(Object position labeling entries)
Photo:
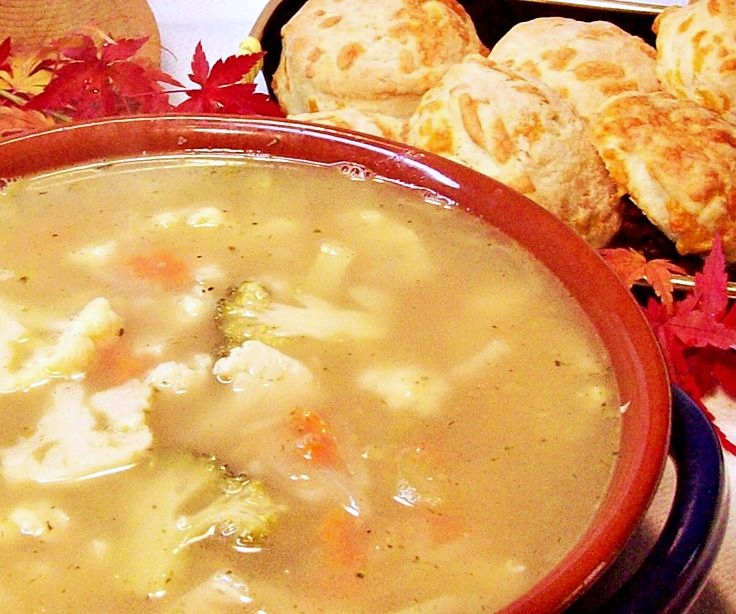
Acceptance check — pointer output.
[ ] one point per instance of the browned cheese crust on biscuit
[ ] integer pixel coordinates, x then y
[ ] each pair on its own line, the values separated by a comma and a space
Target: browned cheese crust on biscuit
376, 56
586, 62
524, 134
696, 53
677, 160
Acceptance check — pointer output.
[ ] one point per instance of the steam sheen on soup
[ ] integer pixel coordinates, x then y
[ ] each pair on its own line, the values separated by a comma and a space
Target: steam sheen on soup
264, 386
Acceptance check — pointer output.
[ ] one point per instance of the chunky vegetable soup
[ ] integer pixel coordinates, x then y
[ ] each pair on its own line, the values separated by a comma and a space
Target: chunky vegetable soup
267, 386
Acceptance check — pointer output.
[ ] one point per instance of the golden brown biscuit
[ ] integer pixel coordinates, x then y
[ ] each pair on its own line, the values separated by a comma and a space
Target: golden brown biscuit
376, 124
677, 160
522, 133
696, 53
586, 62
378, 56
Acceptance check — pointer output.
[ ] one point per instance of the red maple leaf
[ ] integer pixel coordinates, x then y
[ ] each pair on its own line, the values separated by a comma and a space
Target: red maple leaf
222, 90
102, 80
632, 267
5, 54
698, 336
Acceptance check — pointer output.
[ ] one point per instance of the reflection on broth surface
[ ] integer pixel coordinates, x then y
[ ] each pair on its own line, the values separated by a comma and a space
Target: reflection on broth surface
223, 391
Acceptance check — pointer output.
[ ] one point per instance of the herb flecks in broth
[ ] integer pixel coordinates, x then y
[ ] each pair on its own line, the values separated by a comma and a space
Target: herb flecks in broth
393, 423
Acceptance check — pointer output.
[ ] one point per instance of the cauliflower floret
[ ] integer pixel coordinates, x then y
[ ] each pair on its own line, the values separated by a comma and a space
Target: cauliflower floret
255, 365
94, 255
37, 519
67, 357
205, 216
406, 388
179, 377
76, 440
269, 381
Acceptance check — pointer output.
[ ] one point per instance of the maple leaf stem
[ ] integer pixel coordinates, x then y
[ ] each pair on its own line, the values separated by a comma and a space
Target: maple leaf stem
14, 98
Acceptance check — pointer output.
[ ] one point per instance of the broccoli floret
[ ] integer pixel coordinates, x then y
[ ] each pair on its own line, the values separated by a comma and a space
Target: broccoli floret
183, 499
249, 311
238, 312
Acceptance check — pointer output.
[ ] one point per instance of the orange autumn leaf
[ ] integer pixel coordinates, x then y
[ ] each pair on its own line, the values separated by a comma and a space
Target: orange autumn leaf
25, 75
632, 267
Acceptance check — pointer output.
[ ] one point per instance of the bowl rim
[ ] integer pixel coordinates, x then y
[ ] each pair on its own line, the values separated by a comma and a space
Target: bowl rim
620, 321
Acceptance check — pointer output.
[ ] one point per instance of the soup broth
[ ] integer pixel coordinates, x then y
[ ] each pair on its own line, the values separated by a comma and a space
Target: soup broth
252, 385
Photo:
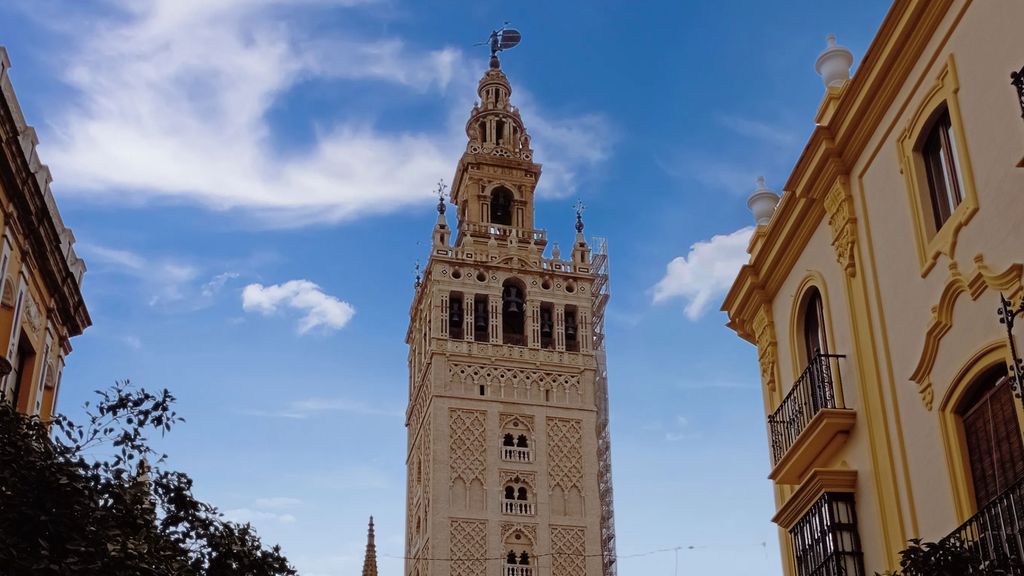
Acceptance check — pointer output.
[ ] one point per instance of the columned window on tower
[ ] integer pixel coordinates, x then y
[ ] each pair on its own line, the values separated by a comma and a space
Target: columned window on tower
513, 313
501, 206
455, 316
547, 326
481, 319
519, 559
517, 499
571, 330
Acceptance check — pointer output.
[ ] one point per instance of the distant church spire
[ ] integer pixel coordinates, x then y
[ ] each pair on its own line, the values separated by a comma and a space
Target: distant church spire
370, 563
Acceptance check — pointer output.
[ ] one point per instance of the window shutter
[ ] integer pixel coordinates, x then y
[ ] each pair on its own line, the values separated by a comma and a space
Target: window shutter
993, 442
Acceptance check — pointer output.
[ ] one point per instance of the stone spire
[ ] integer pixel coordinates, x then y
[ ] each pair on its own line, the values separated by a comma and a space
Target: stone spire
370, 563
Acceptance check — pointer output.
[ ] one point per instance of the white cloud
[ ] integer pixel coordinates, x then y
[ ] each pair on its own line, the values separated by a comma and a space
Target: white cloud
706, 273
216, 284
173, 97
306, 408
321, 310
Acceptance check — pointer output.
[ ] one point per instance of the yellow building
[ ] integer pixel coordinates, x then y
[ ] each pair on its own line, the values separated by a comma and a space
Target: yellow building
41, 305
508, 457
871, 295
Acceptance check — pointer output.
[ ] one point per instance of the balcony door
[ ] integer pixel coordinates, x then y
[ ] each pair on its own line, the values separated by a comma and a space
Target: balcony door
814, 326
992, 432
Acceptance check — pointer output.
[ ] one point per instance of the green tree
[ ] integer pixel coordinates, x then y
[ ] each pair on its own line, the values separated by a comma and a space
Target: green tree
950, 557
83, 499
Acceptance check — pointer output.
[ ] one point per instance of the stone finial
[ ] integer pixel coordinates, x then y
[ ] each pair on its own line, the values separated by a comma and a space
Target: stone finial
834, 64
370, 562
762, 203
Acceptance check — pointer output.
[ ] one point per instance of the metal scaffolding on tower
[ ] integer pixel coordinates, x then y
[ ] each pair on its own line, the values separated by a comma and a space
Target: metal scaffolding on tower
601, 292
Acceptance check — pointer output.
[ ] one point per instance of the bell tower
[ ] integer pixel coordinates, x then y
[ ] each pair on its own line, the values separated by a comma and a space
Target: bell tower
508, 457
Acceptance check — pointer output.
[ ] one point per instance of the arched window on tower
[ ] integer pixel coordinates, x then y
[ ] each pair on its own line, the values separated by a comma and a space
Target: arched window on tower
520, 551
513, 313
517, 499
547, 326
571, 332
455, 316
480, 319
501, 206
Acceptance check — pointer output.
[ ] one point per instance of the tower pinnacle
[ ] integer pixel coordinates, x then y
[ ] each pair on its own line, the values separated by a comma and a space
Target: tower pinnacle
370, 563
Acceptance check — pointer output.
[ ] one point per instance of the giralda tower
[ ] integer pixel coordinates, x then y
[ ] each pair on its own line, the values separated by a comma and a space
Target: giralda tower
509, 462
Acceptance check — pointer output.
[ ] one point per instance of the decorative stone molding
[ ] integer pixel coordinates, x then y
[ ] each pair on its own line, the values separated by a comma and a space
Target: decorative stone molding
930, 242
816, 484
1008, 281
508, 420
764, 334
839, 205
510, 529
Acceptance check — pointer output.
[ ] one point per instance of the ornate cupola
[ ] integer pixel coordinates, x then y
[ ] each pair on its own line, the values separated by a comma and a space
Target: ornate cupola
496, 177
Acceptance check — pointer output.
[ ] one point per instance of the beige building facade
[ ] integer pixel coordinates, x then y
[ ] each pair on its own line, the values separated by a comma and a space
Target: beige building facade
872, 291
41, 304
508, 458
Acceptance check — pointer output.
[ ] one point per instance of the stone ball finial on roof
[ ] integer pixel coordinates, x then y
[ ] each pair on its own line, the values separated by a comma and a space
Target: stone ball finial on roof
762, 203
834, 64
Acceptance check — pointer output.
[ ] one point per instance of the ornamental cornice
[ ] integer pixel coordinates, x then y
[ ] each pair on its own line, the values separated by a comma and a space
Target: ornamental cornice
1008, 282
839, 205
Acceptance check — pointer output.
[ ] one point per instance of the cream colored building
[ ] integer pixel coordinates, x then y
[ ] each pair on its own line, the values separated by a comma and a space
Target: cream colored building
871, 295
508, 457
41, 305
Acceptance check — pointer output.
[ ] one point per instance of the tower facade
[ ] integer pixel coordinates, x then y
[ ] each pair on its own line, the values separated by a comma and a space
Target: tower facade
508, 454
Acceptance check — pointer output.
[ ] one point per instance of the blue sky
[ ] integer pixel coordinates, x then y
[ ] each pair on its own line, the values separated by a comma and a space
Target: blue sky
250, 184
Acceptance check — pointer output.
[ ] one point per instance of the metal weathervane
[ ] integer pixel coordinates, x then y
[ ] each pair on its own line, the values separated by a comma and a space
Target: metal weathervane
502, 39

- [WHAT TO PRODUCE] Leaving out the pictures, repeat the data above exactly.

- [RIGHT ANSWER]
Photo:
Acceptance check — pointer output.
[ ] one point per instance of the browned cheese crust on biscuit
[ ] integer pixel coordinates, x then y
[ ] each pair on its own line, the values separated by a comma and a space
Target: browned cheese crust on biscuit
376, 56
586, 62
524, 134
696, 53
677, 160
Acceptance check — pointer output.
[ ] one point per instance of the steam sheen on soup
[ ] integer pixel coordinates, x then y
[ ] each pair on its own line, the values separated by a comma and a space
Target: steam sheen on soup
264, 386
Acceptance check — pointer output.
[ ] one point per instance of the chunky vegetable soup
[ ] integer pixel coordinates, x then y
[ ] each pair on its own line, the values separated by a comma and a space
Target: chunky vegetable soup
267, 386
Acceptance check — pointer output.
[ ] one point per instance of the golden brown biscuit
[ ] integer pixel coordinates, x then y
[ ] each pair on its own line, the values separated by a comma and a space
Target: golden brown biscuit
376, 124
677, 160
522, 133
696, 53
586, 62
378, 56
Acceptance check — pointer output.
[ ] one point per instance of the red maple leaf
[ ] integer pixel coordinates, x then y
[ ] each pair on its own line, the values separated by a comma and a space
Target: red maple leaf
222, 90
102, 80
632, 267
5, 54
698, 336
Acceptance check — pointer output.
[ ] one point per instance of the reflection on broth surface
[ ] integer pixel coordinates, x then y
[ ] each pair on its own line, the values separated by a comma and a space
Target: reflection on broth surface
223, 391
Acceptance check — pointer output.
[ ] one point per instance of the herb flecks in broth
[ ] integer pixel coordinates, x then y
[ ] each pair on its own line, the values separated by a comma and a space
Target: herb flecks in broth
393, 423
Acceptance check — pointer output.
[ ] one point per instance of the cauliflower floret
[ ] integer pixel coordinates, x then y
[ ] each pair on its own line, the values separated by a comma and a space
Target: cauliflower floret
255, 365
94, 255
37, 519
67, 357
205, 216
406, 388
179, 377
76, 440
269, 381
Acceptance check — pointer output.
[ ] one point per instance of the maple leaf stem
[ ] integer pixel coordinates, x then y
[ ] each pair on its own line, the values separated by a comma and a space
Target: maple leaf stem
14, 98
Acceptance check — pointer output.
[ ] one point per instance of the broccoli floret
[ ] integer pixel coordinates, x then y
[ ] each pair on its own line, the values separated by a comma and a space
Target: broccoli floret
183, 499
249, 311
238, 312
Acceptance check — pointer output.
[ ] one point per instance of the orange autumn leaf
[ ] integer pixel coordinates, x then y
[ ] each pair on its own line, the values separated by a comma and a space
Target: orange autumn leaf
25, 75
632, 267
Acceptance check — pointer output.
[ ] one point per instance of the bowl rim
[ ] integer pixel coordinates, x then y
[ ] each pair on its own line, the values separated by a comma and a space
Target: bowl rim
620, 321
Acceptance check — pointer output.
[ ] one point per instance of the soup broth
[ ] integer pixel coordinates, x then y
[ ] each pair on its own line, the values separated by a comma and a space
Target: soup broth
252, 385
Photo:
Acceptance check — pointer output.
[ ] one point per instance of the columned window on tower
[ ] integer pixel coordinates, x then y
[ ] each pair on its own line, the values separated by a comma and a space
Target: columned window on tower
513, 313
501, 206
455, 316
547, 326
481, 319
519, 559
517, 499
571, 330
Acceptance check — pointer output.
[ ] one point per instance of the distant church spire
[ ] integer pixel coordinates, x then y
[ ] each pair on its own line, the values separated by a comma and a space
Target: distant church spire
370, 563
Acceptance check — pointer output.
[ ] one point per instance of the window shutter
[ ] integer pixel coordinates, x then y
[ ] each pair on its own line, the values separated by a comma and a space
Target: window shutter
993, 442
Acceptance check — pointer output.
[ ] one point per instance of the stone spire
[ ] integer pixel coordinates, x then y
[ ] each pair on its own line, the values separated by a comma and a space
Target: stone spire
370, 563
Acceptance check — pointer output.
[ ] one point per instance of the white cloud
[ ] integer pixel coordinates, x then y
[ ] each pair on its own line, the values separated by a comma and a space
Target: white cloud
706, 273
216, 284
173, 97
306, 408
321, 310
Acceptance check — pointer output.
[ ] one point per instance of the yellow building
[ ] integer pixel coordinates, x then y
[ ] each pair on its own line, the values separated by a comma and a space
Target: yellow building
41, 305
508, 457
871, 295
Acceptance check — pointer output.
[ ] one point per instance of the balcony door
[ ] integer pixel coordinates, x then y
[ ] each pair on its own line, the values separated by a comma and a space
Target: balcony door
814, 326
992, 432
Acceptance check — pointer output.
[ ] one point per instance of the green tree
[ ] integer pixel coordinates, x then y
[ ] each pair on its own line, the values separated by a comma and a space
Target: green tree
950, 557
83, 499
Acceptance check — pointer output.
[ ] one point per instance of the stone finial
[ ] integer pixel coordinates, x then y
[ ] each pair on its own line, the values separated by a comma and a space
Target: stone finial
834, 64
370, 562
762, 203
Acceptance check — pointer output.
[ ] one point per instance of the metal scaffolding on tower
[ ] integer pixel coordinates, x then y
[ ] each pair on its own line, the values separated by a comma and a space
Target: metal scaffolding on tower
601, 292
Acceptance check — pointer output.
[ ] one point per instance of the bell tower
[ ] integer pixel coordinates, x then y
[ ] each pair on its own line, the values separated by a comma and a space
Target: bell tower
508, 457
Acceptance check — pointer output.
[ ] one point per instance of the arched window on tower
[ ] integer pixel coordinates, x then y
[ ] each pair on its own line, the values separated by a comma and a space
Target: arched window on tower
520, 551
513, 313
517, 499
547, 326
571, 332
455, 316
480, 319
501, 206
Acceptance check — pointer output.
[ ] one point per instance of the tower pinnacle
[ ] integer pixel coordinates, x then y
[ ] each pair on its own line, the values separated by a comma and a space
Target: tower pinnacle
370, 563
Acceptance check — pointer output.
[ ] one point per instance of the giralda tower
[ ] integer pixel coordinates, x then y
[ ] each pair on its own line, the values separated by a comma and a space
Target: giralda tower
509, 462
Acceptance check — pointer output.
[ ] one point per instance of the decorative stone molding
[ ] integer pixel coordinates, x then y
[ ] each pair on its own line, the values separated by a comma and a space
Target: decorative stone molding
930, 242
816, 484
1008, 281
508, 420
764, 334
839, 205
510, 529
Acceptance check — pointer output.
[ ] one point per instance of the ornate cupola
[ ] integer pixel coordinates, x then y
[ ] each pair on its own line, the values separated by a comma and a space
Target: ornate cupola
496, 177
Acceptance check — pointer output.
[ ] one point per instance of the beige building facade
[ ] integer pixel coordinates, x then y
[ ] each pair on its own line, the values separated by a comma and a space
Target: beige building facade
872, 291
41, 304
508, 458
Acceptance check — pointer output.
[ ] one point per instance of the stone ball finial on roof
[ ] integer pixel coordinates, x then y
[ ] each pair on its own line, the values separated by a comma and a space
Target: stone ball finial on roof
762, 203
834, 64
Acceptance check — pointer output.
[ ] one point per instance of the ornamental cornice
[ ] integer pixel coordinates, x then y
[ ] each pair on its own line, the values separated by a comma and a space
Target: ornamental cornice
1008, 282
839, 205
Acceptance check — pointer output.
[ ] one point per instance of the cream colored building
[ ] integer pixel coordinates, x then y
[ ] each pair on its own line, the values separated by a comma and a space
Target: cream colored building
871, 295
508, 457
41, 305
Acceptance check — pointer output.
[ ] one point per instance of the tower facade
[ ] integer pixel coordinates, x then y
[ ] each pair on its own line, the values separated by a comma and a space
Target: tower facade
508, 454
Acceptance check — pointer output.
[ ] one point per instance of the blue sky
[ ] integer pixel coordinates, x then y
[ ] each pair on its own line, the values separated by a comma and a space
Target: blue sky
250, 184
Acceptance check — pointer output.
[ ] one point per instance of the metal weathervane
[ ] integer pixel coordinates, x then y
[ ] each pair on its own line, the values separated by a comma and a space
Target: metal weathervane
502, 39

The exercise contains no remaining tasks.